▶ _GIVEN TEXT_

'''

Earlier this year, a dog in Melbourne, Australia gave new meaning to the term alcohol overdose. When Cloe, an American Staffordshire Terrier, acted disoriented her family became worried. The next day she stopped eating and began crying out in pain. At that point Cloe’s family rushed the 9-week old puppy to the emergency hospital and the veterinarian, Dr. Matt Pascall, immediately suspected antifreeze poisoning.
It was too late to induce vomiting so Dr. Pascall thought up of a rather unconventional treatment. He knew that pure alcohol would neutralize the effects of ethylene glycol, the toxic ingredient in antifreeze, but the hospital didn’t have anything on hand that would fit the bill. Then Dr. Pascall remembered that there was a bottle of vodka in his car. He reasoned that the alcoholic drink would mop up the toxins destroying Cloe’s kidneys.
Dr. Pascall put Cloe on a vodka drip via an IV tube that led from Cloe’s nose into her stomach. Over the course of two days, Cloe consumed more than one third of the bottle of vodka, the equivalent of a person downing seven or eight shots every four hours. Amazingly the treatment was successful and Cloe is now healthy and back at home with her family thanks to Dr. Pascall’s resourcefulness.
Cloe was a lucky pup, but her story underscores the importance of recognizing the signs of antifreeze poisoning. Symptoms include drunken behavior, vomiting, excessive urination, diarrhea, rapid heart rate, depression, seizures, and fainting. The toxin works quickly, so if you notice any of these behavior changes, it’s important to get your pet to the veterinarian as soon as possible.

'''

▶ _PROBLEM_
In the account of the puppy's antifreeze poisoning, what did Dr. Pascall remember having in his car?

▶ _DATA UNDER STUDY_
'''

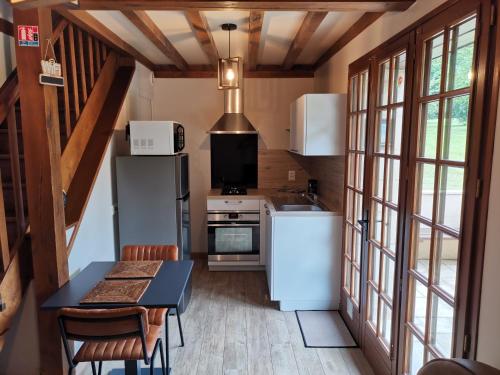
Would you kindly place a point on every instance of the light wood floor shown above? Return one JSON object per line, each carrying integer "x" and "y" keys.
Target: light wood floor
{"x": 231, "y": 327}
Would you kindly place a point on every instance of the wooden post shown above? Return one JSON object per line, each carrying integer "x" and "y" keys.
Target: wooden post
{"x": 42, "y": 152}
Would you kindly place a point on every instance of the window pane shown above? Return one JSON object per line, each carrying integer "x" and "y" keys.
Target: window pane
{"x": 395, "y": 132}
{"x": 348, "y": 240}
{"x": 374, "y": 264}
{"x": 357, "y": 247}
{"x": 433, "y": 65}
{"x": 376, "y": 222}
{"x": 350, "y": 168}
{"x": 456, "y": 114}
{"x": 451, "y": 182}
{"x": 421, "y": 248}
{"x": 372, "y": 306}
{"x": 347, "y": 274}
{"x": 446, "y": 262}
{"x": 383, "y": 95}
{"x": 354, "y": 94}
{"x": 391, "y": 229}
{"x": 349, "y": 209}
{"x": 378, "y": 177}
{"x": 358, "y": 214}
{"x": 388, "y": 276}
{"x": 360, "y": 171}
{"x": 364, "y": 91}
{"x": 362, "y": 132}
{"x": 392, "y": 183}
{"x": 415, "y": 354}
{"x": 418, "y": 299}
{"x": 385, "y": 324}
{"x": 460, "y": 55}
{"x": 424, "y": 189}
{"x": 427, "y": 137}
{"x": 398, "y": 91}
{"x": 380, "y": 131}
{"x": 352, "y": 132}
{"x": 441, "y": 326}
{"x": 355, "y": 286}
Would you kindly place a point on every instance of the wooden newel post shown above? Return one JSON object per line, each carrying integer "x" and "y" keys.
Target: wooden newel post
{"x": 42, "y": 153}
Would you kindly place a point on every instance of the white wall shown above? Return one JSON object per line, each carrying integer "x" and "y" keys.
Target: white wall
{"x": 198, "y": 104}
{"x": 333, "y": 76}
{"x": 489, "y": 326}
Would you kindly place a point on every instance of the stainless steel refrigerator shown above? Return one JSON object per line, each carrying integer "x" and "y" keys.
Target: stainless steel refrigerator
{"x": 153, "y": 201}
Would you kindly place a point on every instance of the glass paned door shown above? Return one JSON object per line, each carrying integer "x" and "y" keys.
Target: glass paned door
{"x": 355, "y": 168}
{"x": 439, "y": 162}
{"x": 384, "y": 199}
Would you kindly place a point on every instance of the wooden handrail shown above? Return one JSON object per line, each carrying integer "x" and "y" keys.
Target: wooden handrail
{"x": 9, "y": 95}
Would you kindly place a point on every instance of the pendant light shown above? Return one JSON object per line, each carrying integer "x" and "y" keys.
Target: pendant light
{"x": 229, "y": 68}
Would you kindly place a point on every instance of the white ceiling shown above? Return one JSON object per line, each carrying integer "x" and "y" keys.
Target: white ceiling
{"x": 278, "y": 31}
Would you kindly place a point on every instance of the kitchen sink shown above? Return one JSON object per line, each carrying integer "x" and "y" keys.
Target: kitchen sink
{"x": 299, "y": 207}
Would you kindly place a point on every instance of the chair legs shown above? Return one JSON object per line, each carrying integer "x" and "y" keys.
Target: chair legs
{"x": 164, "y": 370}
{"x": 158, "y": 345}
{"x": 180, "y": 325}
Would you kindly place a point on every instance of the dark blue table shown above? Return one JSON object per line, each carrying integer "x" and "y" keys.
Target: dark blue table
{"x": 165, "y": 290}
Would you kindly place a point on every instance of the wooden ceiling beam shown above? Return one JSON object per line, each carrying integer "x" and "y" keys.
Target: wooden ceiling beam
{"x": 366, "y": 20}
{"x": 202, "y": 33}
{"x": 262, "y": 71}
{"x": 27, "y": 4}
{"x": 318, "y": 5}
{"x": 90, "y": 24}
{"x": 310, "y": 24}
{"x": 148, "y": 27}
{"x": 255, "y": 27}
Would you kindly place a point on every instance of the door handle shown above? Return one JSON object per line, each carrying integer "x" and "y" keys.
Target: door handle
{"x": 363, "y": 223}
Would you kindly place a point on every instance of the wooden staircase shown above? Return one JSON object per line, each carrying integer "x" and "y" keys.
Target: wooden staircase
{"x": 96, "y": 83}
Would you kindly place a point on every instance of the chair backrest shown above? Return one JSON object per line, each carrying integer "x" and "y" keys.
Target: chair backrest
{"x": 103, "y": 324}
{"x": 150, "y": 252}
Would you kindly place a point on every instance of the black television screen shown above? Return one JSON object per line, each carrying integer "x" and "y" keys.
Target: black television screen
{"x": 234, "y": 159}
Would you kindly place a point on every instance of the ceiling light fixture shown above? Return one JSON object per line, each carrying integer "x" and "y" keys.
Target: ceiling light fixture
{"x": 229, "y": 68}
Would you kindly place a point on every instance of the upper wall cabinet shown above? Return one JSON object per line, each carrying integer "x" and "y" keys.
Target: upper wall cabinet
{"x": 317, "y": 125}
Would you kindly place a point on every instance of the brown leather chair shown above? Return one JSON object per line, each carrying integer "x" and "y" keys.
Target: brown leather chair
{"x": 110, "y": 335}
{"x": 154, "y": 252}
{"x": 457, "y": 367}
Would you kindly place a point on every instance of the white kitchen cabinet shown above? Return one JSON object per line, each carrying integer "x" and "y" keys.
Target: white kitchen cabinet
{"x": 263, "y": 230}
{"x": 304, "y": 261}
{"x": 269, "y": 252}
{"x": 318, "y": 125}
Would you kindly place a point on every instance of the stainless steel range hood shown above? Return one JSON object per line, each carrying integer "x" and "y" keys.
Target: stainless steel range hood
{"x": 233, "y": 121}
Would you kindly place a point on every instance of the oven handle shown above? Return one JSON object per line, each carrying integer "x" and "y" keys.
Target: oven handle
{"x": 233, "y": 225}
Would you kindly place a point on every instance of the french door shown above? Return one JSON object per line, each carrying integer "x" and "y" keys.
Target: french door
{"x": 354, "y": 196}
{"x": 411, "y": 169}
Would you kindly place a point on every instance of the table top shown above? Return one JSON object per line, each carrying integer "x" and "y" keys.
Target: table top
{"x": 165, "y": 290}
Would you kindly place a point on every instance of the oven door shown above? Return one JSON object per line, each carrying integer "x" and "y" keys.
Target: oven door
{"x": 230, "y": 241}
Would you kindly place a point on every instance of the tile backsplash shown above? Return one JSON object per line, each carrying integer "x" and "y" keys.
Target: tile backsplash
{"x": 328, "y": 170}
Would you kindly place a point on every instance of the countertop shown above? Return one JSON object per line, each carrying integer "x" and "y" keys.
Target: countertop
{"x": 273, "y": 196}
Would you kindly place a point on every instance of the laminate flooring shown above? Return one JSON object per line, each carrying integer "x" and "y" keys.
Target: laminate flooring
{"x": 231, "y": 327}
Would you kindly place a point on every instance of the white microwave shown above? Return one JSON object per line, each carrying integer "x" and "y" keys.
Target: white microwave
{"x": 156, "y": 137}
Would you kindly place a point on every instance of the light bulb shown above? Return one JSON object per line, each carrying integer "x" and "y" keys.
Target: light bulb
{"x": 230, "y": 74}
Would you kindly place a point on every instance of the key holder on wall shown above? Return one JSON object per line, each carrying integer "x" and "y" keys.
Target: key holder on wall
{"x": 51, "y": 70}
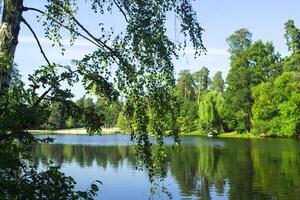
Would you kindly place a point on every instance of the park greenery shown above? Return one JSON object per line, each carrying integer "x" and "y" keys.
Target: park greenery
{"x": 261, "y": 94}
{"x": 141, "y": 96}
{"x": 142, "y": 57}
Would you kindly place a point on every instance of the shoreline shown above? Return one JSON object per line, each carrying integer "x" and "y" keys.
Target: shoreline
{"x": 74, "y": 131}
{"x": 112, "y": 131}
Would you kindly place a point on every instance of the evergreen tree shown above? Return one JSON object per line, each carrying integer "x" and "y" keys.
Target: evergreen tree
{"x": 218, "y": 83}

'''

▶ _TASK SOLUTION_
A bottle of vodka.